--- Begin ---

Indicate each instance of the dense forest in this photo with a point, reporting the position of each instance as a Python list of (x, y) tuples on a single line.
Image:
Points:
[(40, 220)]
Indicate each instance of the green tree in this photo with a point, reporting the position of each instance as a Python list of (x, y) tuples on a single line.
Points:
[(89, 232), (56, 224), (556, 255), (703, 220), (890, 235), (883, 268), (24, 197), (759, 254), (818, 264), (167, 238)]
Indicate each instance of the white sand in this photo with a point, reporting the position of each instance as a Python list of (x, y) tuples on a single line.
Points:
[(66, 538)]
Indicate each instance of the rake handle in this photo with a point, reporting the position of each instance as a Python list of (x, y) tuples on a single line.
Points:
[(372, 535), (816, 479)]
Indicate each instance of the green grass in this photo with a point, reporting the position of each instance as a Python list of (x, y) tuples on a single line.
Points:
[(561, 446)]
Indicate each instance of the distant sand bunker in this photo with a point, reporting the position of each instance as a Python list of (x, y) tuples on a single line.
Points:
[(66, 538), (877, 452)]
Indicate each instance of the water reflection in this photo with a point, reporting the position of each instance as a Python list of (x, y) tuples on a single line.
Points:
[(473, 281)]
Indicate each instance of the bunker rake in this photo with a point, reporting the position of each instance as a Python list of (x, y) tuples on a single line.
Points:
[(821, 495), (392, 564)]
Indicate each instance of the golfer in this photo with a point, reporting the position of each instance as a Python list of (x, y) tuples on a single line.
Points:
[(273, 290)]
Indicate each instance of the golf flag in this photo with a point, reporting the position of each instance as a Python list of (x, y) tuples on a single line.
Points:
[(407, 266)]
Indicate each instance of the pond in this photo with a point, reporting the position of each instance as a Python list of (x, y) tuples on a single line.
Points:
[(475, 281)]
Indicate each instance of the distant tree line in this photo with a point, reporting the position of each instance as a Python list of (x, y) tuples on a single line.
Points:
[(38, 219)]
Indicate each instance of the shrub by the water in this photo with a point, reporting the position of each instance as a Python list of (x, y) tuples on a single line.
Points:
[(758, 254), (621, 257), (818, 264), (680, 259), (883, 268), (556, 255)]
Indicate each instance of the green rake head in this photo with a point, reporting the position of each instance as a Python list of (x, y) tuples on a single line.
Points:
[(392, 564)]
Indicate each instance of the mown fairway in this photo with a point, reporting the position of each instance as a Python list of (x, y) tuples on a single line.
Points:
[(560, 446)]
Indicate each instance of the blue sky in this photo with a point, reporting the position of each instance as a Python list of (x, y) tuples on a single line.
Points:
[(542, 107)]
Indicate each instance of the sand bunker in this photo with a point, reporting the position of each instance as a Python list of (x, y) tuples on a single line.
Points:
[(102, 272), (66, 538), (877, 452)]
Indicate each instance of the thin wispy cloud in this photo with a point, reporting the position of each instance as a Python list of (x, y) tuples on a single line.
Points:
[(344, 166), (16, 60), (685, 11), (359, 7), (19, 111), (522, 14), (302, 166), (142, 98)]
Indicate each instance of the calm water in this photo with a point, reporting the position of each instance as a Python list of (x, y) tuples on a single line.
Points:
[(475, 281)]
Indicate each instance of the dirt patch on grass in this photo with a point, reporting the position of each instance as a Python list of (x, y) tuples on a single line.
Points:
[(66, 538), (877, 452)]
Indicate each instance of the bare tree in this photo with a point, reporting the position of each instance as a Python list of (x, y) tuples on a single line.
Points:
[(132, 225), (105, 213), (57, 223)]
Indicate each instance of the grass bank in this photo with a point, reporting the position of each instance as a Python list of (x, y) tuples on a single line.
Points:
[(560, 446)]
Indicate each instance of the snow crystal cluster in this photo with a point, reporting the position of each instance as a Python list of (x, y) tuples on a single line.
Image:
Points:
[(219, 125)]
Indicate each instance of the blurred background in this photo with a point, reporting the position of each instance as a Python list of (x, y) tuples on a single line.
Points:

--- End ---

WRITTEN TASK
Set down, unchanged, the line that contains "Indicate each instance of the calm" together with every later line in the records, through the last one.

FULL OUTPUT
Indicate each instance of the calm water in this photo with a point, reporting the position of each instance as a Python list of (x, y) tuples on a single line.
Points:
[(475, 281)]
Indicate each instance of the dirt patch on grass in this photo with a point, reporting the position of each instance as a Python list of (x, y) tuples on a single line.
Points:
[(66, 538), (877, 452)]
Indicate each instance of the bare tree in this photo with a point, reporting the position of each instance as a Python list of (x, y) tuples on a single line.
Points:
[(132, 225), (105, 213), (57, 223)]
Indicate each instance of the grass bank in this photo with a point, reporting the position of each instance as a Python list of (x, y) tuples on a single line.
Points:
[(560, 446)]
Indicate each instance of the snow crystal cluster in this photo with a point, reporting the position of each instance as a Python list of (x, y) tuples on a single line.
Image:
Points:
[(219, 125)]
Indicate each instance of the blurred background in this photo with a point, reporting the position of each instance as a Python list of (x, y) tuples on a single line.
Points:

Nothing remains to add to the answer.